PROBLEM TO SOLVE: Among the entries below, tally each line where the word "reports" appears and state only the total.

RECORDS SHOWN:
━━━━━━━━━━━━━━━━━━━━━━━━━━━━━━

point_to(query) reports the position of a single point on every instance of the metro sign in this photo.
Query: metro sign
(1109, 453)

━━━━━━━━━━━━━━━━━━━━━━━━━━━━━━

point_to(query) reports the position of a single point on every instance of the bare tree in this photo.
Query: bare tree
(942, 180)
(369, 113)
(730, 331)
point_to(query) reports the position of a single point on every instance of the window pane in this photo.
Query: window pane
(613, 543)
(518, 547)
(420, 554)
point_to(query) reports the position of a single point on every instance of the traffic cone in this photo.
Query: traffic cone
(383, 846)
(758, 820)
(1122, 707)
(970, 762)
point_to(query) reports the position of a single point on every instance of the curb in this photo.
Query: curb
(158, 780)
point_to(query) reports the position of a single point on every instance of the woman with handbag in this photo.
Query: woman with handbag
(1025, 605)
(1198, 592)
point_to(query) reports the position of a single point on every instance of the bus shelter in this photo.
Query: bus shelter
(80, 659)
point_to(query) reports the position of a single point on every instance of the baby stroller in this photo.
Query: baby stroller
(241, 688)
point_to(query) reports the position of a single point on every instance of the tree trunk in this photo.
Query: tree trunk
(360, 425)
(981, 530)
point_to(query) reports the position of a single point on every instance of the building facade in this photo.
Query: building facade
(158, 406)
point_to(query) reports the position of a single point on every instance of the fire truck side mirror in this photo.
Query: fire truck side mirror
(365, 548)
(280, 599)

━━━━━━━━━━━━━━━━━━━━━━━━━━━━━━

EXERCISE RESULT: 11